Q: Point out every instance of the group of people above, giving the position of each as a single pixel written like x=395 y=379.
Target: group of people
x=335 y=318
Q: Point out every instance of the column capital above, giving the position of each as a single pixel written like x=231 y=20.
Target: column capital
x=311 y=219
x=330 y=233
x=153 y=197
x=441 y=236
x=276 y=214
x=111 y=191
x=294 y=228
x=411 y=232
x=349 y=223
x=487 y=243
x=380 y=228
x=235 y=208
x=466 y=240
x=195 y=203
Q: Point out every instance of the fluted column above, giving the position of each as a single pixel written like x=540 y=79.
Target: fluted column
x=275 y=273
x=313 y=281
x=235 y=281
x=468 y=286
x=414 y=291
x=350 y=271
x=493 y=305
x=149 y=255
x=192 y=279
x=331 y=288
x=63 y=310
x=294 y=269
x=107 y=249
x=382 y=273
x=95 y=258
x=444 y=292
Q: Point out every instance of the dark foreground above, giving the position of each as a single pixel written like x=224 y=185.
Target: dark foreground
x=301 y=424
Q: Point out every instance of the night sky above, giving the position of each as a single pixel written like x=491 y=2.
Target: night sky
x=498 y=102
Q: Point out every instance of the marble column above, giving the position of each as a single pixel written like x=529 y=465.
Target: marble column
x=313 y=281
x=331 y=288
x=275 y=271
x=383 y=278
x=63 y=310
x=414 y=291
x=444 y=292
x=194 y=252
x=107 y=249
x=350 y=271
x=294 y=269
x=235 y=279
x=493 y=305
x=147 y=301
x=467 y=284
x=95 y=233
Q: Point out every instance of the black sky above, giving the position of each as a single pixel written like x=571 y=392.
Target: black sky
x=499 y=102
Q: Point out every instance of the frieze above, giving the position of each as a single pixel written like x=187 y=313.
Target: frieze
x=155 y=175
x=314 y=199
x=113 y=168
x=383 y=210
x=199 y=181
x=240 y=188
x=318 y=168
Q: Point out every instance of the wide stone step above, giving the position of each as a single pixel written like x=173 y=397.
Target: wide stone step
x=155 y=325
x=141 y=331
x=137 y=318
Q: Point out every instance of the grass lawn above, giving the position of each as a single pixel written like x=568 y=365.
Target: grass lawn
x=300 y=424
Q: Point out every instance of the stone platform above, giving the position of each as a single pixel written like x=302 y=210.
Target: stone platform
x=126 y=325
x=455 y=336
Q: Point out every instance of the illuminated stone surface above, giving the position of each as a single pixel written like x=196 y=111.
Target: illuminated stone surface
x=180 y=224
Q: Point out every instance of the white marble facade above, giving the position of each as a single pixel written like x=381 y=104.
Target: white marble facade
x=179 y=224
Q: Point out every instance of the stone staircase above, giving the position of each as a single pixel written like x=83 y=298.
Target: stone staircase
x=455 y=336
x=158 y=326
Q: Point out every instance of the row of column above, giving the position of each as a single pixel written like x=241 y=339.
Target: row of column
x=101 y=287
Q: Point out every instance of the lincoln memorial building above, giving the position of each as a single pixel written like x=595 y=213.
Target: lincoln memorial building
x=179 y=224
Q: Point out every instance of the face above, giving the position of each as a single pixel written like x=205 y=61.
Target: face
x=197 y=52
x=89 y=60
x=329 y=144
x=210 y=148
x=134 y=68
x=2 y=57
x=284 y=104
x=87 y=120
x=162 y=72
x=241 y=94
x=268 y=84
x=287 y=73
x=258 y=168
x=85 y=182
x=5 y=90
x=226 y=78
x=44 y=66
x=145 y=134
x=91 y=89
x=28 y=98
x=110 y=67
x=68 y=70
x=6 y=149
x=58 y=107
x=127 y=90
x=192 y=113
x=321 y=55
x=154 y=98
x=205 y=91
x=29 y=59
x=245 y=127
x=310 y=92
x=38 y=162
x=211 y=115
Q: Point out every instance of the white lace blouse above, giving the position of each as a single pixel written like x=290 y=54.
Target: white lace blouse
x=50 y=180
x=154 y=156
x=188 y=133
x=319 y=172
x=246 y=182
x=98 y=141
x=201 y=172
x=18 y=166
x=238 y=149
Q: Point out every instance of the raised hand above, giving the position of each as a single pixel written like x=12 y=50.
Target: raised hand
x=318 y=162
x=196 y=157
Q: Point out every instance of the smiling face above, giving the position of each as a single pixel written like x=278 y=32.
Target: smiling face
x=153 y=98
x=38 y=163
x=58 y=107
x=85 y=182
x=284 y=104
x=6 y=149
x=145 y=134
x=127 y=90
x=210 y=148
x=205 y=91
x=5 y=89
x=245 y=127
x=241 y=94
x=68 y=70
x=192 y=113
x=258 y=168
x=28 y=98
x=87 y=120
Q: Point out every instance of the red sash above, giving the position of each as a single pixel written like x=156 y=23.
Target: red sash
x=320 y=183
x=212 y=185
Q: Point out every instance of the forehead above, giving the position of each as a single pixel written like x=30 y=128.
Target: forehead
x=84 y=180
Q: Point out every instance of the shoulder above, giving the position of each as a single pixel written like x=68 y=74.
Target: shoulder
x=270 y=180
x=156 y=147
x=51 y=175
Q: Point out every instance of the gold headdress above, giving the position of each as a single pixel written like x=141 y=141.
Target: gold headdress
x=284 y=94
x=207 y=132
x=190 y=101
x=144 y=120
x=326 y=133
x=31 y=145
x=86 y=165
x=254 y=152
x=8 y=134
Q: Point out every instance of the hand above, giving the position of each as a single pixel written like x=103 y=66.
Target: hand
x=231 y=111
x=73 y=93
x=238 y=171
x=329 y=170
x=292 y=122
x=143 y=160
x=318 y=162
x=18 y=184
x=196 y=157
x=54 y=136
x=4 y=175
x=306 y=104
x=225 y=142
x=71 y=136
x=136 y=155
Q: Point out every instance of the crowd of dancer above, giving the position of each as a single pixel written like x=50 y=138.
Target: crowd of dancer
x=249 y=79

————

**Exercise description**
Lay out every line of the records above as a Markdown table with two columns, Row and Record line, giving each line its row number and skipping blank lines.

**Solved problem**
| Row | Record line |
|---|---|
| 1 | Q: Point out every instance of the group of people above, giving the position of each as a single pixel written like x=395 y=379. |
| 2 | Target: group of people |
| 3 | x=335 y=318 |
| 4 | Q: Point out every instance of the column capital above, giving the position of each as a single pixel written like x=231 y=20. |
| 5 | Target: column capital |
| 6 | x=311 y=219 |
| 7 | x=330 y=233 |
| 8 | x=153 y=197 |
| 9 | x=441 y=236 |
| 10 | x=276 y=214 |
| 11 | x=111 y=191 |
| 12 | x=294 y=228 |
| 13 | x=411 y=232 |
| 14 | x=349 y=223 |
| 15 | x=487 y=243 |
| 16 | x=380 y=228 |
| 17 | x=235 y=208 |
| 18 | x=466 y=240 |
| 19 | x=195 y=203 |
| 20 | Q: Point out every instance of the fluted column above, giving the position of each as a single pixel written like x=540 y=79. |
| 21 | Target: fluted column |
| 22 | x=275 y=273 |
| 23 | x=313 y=281 |
| 24 | x=235 y=281 |
| 25 | x=468 y=286 |
| 26 | x=414 y=291 |
| 27 | x=350 y=271 |
| 28 | x=493 y=305 |
| 29 | x=149 y=255 |
| 30 | x=192 y=279 |
| 31 | x=331 y=288 |
| 32 | x=63 y=310 |
| 33 | x=294 y=269 |
| 34 | x=107 y=249 |
| 35 | x=382 y=273 |
| 36 | x=95 y=258 |
| 37 | x=444 y=292 |
| 38 | Q: Point out every instance of the dark foreground above, giving the position of each as a single pixel written like x=224 y=185. |
| 39 | Target: dark foreground |
| 40 | x=301 y=424 |
| 41 | Q: Point out every instance of the night sky above, giving the position of each as a single pixel written like x=491 y=2. |
| 42 | Target: night sky |
| 43 | x=498 y=102 |
| 44 | Q: Point out every instance of the marble column above, giving the position of each as a single pixel written like x=529 y=465. |
| 45 | Target: marble column |
| 46 | x=313 y=281 |
| 47 | x=331 y=288 |
| 48 | x=275 y=271 |
| 49 | x=383 y=278 |
| 50 | x=63 y=310 |
| 51 | x=414 y=291 |
| 52 | x=444 y=292 |
| 53 | x=194 y=252 |
| 54 | x=107 y=249 |
| 55 | x=350 y=271 |
| 56 | x=294 y=269 |
| 57 | x=235 y=279 |
| 58 | x=493 y=305 |
| 59 | x=147 y=301 |
| 60 | x=467 y=284 |
| 61 | x=95 y=233 |
| 62 | Q: Point out every instance of the black sky above, giving the position of each as a single pixel written like x=571 y=392. |
| 63 | Target: black sky |
| 64 | x=499 y=102 |
| 65 | Q: Point out every instance of the frieze above, giving the position of each as a single pixel written like x=187 y=313. |
| 66 | Target: frieze |
| 67 | x=155 y=175 |
| 68 | x=314 y=199 |
| 69 | x=113 y=168 |
| 70 | x=383 y=210 |
| 71 | x=199 y=181 |
| 72 | x=240 y=188 |
| 73 | x=318 y=168 |
| 74 | Q: Point out every instance of the wide stone step above, giving the position of each as a single pixel written like x=173 y=397. |
| 75 | Target: wide stone step |
| 76 | x=155 y=325 |
| 77 | x=141 y=331 |
| 78 | x=137 y=318 |
| 79 | Q: Point out every instance of the grass lawn above, giving the position of each as a single pixel written like x=568 y=365. |
| 80 | Target: grass lawn |
| 81 | x=300 y=424 |
| 82 | Q: Point out every instance of the stone platform above, giving the position of each as a single pixel written like x=302 y=210. |
| 83 | Target: stone platform |
| 84 | x=126 y=325 |
| 85 | x=455 y=336 |
| 86 | Q: Point out every instance of the illuminated stone surface above, giving the position of each as a single pixel written like x=196 y=111. |
| 87 | Target: illuminated stone surface |
| 88 | x=180 y=224 |
| 89 | Q: Point out every instance of the white marble facade above, giving the position of each as a single pixel written like x=381 y=104. |
| 90 | Target: white marble facade |
| 91 | x=179 y=224 |
| 92 | Q: Point out every instance of the stone staircase above, giving the position of each as a single pixel written like x=83 y=298. |
| 93 | Target: stone staircase |
| 94 | x=455 y=336 |
| 95 | x=158 y=326 |
| 96 | Q: Point out every instance of the row of column above, giving the position of each as a single pixel written like x=241 y=339. |
| 97 | Target: row of column |
| 98 | x=101 y=287 |
| 99 | Q: Point out every instance of the lincoln memorial building above, giving the position of each as a single pixel written like x=595 y=213. |
| 100 | Target: lincoln memorial building |
| 101 | x=179 y=224 |
| 102 | Q: Point out every instance of the face above, giving the position of each as a single pixel written like x=205 y=61. |
| 103 | Target: face |
| 104 | x=197 y=52 |
| 105 | x=89 y=60 |
| 106 | x=329 y=144 |
| 107 | x=210 y=148 |
| 108 | x=134 y=68 |
| 109 | x=2 y=57 |
| 110 | x=284 y=104 |
| 111 | x=87 y=120 |
| 112 | x=162 y=72 |
| 113 | x=241 y=94 |
| 114 | x=268 y=84 |
| 115 | x=287 y=73 |
| 116 | x=258 y=168 |
| 117 | x=85 y=182 |
| 118 | x=5 y=90 |
| 119 | x=226 y=78 |
| 120 | x=44 y=66 |
| 121 | x=145 y=134 |
| 122 | x=91 y=89 |
| 123 | x=28 y=98 |
| 124 | x=110 y=67 |
| 125 | x=68 y=70 |
| 126 | x=6 y=149 |
| 127 | x=58 y=107 |
| 128 | x=127 y=90 |
| 129 | x=192 y=113 |
| 130 | x=321 y=55 |
| 131 | x=154 y=98 |
| 132 | x=205 y=91 |
| 133 | x=29 y=59 |
| 134 | x=245 y=127 |
| 135 | x=310 y=92 |
| 136 | x=38 y=162 |
| 137 | x=211 y=115 |
| 138 | Q: Point out every instance of the white lace blouse above, giving the position of each as a single pixel written like x=290 y=54. |
| 139 | Target: white lace blouse |
| 140 | x=50 y=180 |
| 141 | x=154 y=156 |
| 142 | x=188 y=133 |
| 143 | x=319 y=172 |
| 144 | x=246 y=182 |
| 145 | x=98 y=141 |
| 146 | x=201 y=172 |
| 147 | x=18 y=166 |
| 148 | x=238 y=149 |
| 149 | Q: Point out every instance of the raised hand above, giving the position of each as a single pixel written like x=12 y=50. |
| 150 | Target: raised hand |
| 151 | x=318 y=162 |
| 152 | x=196 y=157 |
| 153 | Q: Point out every instance of the smiling face above, giving the position of each as a single pixel written like x=278 y=32. |
| 154 | Target: smiling face |
| 155 | x=153 y=98 |
| 156 | x=38 y=163 |
| 157 | x=58 y=107 |
| 158 | x=85 y=182 |
| 159 | x=284 y=104 |
| 160 | x=6 y=149 |
| 161 | x=145 y=134 |
| 162 | x=127 y=90 |
| 163 | x=210 y=148 |
| 164 | x=205 y=91 |
| 165 | x=5 y=89 |
| 166 | x=245 y=127 |
| 167 | x=241 y=94 |
| 168 | x=68 y=70 |
| 169 | x=192 y=113 |
| 170 | x=258 y=168 |
| 171 | x=28 y=98 |
| 172 | x=87 y=120 |
| 173 | Q: Point out every instance of the red sash above, giving the position of each as a single pixel written like x=156 y=23. |
| 174 | Target: red sash |
| 175 | x=320 y=183 |
| 176 | x=212 y=185 |
| 177 | Q: Point out every instance of the forehead above, giving the position of each as a single pixel written like x=30 y=128. |
| 178 | Target: forehead |
| 179 | x=84 y=180 |
| 180 | Q: Point out every instance of the shoulder above, giving the position of each as a single pixel written like x=68 y=74. |
| 181 | Target: shoulder |
| 182 | x=270 y=180 |
| 183 | x=156 y=147 |
| 184 | x=51 y=175 |
| 185 | Q: Point out every instance of the gold headdress above, giving the position of each as a single pixel written like x=141 y=141. |
| 186 | Target: gold headdress |
| 187 | x=284 y=94 |
| 188 | x=207 y=132 |
| 189 | x=190 y=101 |
| 190 | x=144 y=120 |
| 191 | x=326 y=133 |
| 192 | x=31 y=145 |
| 193 | x=86 y=165 |
| 194 | x=254 y=152 |
| 195 | x=8 y=134 |
| 196 | Q: Point out every instance of the hand above, giving the position of each as a single pixel written like x=103 y=66. |
| 197 | Target: hand |
| 198 | x=231 y=111 |
| 199 | x=73 y=93 |
| 200 | x=238 y=171 |
| 201 | x=329 y=170 |
| 202 | x=292 y=122 |
| 203 | x=143 y=160 |
| 204 | x=318 y=162 |
| 205 | x=18 y=184 |
| 206 | x=196 y=157 |
| 207 | x=54 y=136 |
| 208 | x=4 y=175 |
| 209 | x=306 y=104 |
| 210 | x=225 y=142 |
| 211 | x=71 y=136 |
| 212 | x=136 y=155 |
| 213 | Q: Point out every instance of the crowd of dancer above, giving the position of each as a single pixel written like x=50 y=138. |
| 214 | Target: crowd of dancer |
| 215 | x=249 y=79 |